Records for the exercise –
--------------------------------------------------

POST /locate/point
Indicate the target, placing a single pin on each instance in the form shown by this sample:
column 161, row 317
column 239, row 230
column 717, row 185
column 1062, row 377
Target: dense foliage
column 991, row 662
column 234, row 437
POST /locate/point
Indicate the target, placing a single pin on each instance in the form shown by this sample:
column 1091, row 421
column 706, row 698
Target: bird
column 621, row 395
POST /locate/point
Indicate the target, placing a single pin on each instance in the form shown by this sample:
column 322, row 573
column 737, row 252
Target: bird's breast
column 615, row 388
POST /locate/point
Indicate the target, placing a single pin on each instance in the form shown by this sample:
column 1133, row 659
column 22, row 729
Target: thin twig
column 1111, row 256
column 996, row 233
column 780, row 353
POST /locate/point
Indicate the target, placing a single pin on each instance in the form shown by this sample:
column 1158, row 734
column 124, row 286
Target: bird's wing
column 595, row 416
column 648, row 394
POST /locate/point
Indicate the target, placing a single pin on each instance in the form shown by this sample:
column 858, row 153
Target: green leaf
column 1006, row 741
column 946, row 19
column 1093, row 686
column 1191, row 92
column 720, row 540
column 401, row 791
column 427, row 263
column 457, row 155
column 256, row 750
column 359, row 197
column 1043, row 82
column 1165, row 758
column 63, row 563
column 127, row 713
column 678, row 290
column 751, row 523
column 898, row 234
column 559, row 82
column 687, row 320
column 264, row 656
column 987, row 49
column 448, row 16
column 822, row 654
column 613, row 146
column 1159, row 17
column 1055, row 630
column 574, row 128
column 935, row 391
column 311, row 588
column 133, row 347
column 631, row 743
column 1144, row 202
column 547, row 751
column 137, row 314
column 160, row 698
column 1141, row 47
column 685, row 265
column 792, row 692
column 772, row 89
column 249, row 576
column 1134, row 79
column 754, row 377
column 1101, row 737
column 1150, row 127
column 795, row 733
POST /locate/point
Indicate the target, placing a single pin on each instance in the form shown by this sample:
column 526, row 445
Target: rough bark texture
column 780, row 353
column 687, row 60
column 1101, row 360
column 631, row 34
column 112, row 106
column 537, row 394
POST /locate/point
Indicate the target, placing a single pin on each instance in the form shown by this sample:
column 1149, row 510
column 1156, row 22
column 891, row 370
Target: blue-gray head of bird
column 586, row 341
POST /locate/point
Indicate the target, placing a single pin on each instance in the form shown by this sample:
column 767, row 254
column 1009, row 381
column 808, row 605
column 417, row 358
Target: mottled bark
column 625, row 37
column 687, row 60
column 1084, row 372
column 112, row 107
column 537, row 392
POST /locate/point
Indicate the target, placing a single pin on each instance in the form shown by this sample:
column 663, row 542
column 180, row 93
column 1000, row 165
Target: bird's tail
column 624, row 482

--------------------------------------------------

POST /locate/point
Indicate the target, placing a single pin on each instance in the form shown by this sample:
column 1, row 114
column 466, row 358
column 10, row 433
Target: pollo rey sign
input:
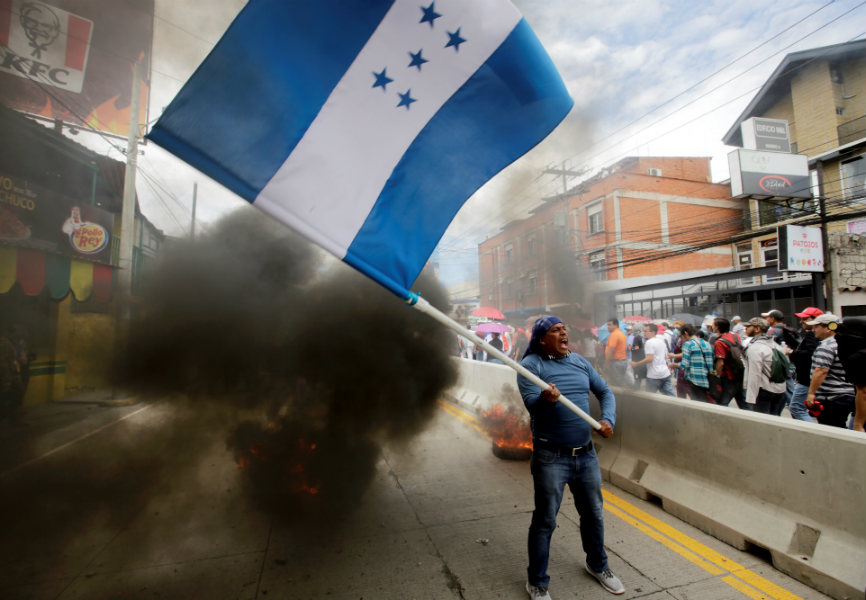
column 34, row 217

--------------------------------------------------

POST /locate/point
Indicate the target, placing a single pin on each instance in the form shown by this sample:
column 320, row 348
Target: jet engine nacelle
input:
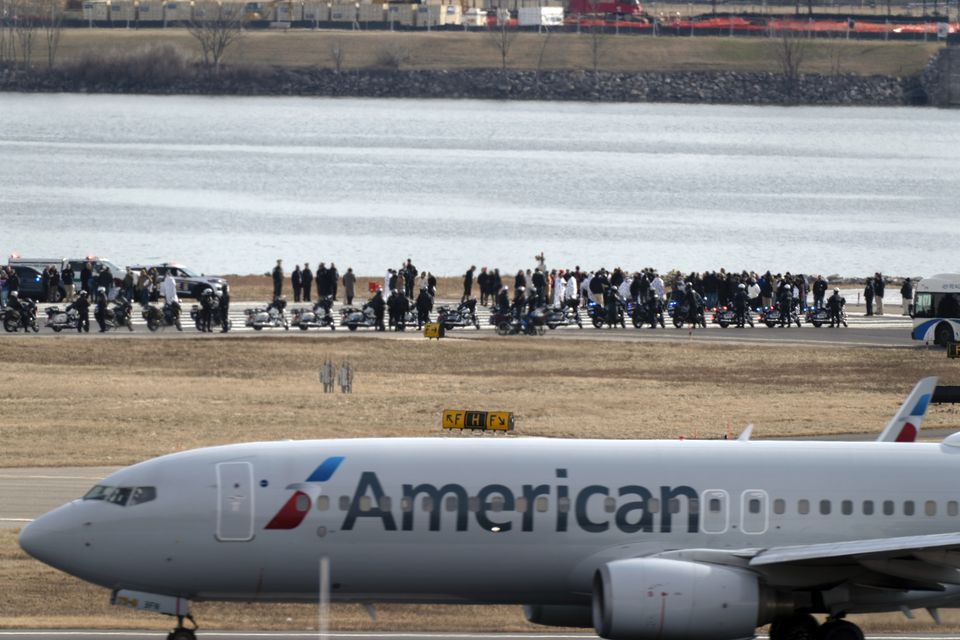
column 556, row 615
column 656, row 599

--------------------------------------------------

Goal of the exercise – State how many lines in the records above contain the word "bark", and give only the number.

Result – 2